__Aim__
Copy the rows below word for word, beginning at the very first line and going on through the line with "xmin=6 ymin=175 xmax=202 ymax=333", both ends included.

__Data entries__

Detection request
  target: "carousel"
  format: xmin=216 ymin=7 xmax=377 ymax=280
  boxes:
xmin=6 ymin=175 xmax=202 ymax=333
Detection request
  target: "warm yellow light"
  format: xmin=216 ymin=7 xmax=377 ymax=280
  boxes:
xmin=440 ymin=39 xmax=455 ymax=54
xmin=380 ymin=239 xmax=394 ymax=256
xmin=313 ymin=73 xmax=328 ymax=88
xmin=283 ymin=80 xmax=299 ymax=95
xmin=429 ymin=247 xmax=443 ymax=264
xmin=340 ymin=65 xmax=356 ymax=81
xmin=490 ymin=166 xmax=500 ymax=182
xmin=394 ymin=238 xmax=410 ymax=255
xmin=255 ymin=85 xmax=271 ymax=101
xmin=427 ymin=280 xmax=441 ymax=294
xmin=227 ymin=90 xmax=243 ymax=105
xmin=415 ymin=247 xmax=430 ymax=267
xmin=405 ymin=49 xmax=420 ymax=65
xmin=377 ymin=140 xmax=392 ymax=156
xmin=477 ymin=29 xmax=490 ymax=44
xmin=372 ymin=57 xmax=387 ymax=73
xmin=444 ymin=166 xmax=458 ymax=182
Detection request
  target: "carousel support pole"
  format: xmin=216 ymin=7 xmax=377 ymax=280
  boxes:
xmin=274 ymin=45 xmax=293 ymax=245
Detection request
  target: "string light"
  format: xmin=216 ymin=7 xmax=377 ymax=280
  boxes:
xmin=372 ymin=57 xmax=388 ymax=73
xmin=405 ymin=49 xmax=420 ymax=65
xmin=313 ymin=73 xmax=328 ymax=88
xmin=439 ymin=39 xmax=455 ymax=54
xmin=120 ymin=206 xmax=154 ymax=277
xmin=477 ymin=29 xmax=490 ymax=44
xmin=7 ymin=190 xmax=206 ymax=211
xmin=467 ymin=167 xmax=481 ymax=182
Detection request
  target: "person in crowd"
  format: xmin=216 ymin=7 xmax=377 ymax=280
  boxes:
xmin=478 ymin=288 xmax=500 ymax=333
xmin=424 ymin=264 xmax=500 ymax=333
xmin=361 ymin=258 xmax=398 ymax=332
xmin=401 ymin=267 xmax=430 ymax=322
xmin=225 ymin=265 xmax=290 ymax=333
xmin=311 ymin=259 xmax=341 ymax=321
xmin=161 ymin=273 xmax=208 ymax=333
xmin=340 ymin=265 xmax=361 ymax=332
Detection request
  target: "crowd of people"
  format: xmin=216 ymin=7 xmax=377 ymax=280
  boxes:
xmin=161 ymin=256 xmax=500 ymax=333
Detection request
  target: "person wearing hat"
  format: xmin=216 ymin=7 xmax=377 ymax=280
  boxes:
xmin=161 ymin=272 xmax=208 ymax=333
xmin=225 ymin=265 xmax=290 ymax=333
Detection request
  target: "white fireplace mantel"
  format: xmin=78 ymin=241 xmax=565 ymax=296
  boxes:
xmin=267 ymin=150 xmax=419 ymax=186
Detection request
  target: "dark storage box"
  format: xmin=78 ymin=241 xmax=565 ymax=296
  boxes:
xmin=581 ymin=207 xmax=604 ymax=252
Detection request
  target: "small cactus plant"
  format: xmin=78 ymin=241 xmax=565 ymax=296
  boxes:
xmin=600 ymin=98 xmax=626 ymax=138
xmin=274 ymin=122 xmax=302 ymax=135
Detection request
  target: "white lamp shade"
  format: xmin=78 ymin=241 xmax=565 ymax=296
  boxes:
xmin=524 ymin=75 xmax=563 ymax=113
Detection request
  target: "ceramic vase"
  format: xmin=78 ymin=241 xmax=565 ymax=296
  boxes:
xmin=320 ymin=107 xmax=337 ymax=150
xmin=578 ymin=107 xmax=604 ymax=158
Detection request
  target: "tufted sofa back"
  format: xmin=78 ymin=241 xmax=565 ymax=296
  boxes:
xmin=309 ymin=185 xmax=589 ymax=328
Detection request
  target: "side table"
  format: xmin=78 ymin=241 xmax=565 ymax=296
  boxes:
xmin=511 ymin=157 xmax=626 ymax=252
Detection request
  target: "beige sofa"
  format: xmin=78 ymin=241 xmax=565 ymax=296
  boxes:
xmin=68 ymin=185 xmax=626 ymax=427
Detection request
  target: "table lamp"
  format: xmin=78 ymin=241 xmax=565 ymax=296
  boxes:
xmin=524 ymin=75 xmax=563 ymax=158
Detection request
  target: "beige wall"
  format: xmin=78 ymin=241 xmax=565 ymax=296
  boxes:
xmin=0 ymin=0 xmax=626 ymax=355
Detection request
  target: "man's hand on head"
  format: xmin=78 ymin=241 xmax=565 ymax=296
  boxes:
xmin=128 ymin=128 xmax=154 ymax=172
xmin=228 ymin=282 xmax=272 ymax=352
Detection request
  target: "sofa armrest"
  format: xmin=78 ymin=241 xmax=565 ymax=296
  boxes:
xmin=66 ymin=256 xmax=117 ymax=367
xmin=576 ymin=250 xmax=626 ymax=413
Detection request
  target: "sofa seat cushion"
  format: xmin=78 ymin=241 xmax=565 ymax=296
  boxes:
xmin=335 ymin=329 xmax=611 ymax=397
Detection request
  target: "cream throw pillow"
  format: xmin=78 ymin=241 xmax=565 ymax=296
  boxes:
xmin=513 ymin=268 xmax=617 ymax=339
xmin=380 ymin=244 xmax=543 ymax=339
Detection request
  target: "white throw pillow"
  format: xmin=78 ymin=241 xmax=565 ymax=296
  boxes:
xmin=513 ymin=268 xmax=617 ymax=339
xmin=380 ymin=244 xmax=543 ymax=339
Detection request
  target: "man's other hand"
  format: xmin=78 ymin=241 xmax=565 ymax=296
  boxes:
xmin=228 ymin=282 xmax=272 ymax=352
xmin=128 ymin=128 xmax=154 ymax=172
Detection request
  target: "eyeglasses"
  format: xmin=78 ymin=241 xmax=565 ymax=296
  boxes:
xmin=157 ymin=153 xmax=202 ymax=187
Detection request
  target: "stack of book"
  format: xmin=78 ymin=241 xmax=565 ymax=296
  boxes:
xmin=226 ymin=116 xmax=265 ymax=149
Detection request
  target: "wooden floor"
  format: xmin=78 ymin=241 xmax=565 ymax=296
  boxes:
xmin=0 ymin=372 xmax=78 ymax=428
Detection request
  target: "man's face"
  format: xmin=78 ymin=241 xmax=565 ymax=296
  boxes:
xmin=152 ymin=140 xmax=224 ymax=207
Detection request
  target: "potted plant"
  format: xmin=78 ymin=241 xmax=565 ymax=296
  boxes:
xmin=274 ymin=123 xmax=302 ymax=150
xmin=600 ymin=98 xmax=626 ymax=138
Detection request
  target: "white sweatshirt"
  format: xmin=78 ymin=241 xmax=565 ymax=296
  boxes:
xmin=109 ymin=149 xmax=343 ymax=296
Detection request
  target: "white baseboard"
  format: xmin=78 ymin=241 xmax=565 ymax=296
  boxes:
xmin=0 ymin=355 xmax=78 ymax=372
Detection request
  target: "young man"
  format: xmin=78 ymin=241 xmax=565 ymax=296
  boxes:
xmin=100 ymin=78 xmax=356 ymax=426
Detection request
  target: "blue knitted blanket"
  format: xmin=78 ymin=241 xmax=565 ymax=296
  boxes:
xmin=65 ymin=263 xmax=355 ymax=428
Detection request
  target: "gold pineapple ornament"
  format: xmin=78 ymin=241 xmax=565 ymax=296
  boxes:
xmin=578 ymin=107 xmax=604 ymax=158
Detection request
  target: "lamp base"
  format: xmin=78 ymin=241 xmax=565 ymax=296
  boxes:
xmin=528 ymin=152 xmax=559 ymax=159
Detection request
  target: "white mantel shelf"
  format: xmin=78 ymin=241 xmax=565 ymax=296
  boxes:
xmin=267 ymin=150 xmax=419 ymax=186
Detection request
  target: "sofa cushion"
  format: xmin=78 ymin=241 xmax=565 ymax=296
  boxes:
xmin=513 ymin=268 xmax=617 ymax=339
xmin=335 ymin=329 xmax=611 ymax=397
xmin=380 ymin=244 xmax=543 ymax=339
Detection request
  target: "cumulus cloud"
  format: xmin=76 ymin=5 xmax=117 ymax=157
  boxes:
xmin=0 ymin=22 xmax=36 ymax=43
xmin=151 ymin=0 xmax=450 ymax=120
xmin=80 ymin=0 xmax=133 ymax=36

__Exercise output__
Detection request
  target: "carousel"
  format: xmin=216 ymin=7 xmax=377 ymax=280
  boxes:
xmin=6 ymin=175 xmax=202 ymax=333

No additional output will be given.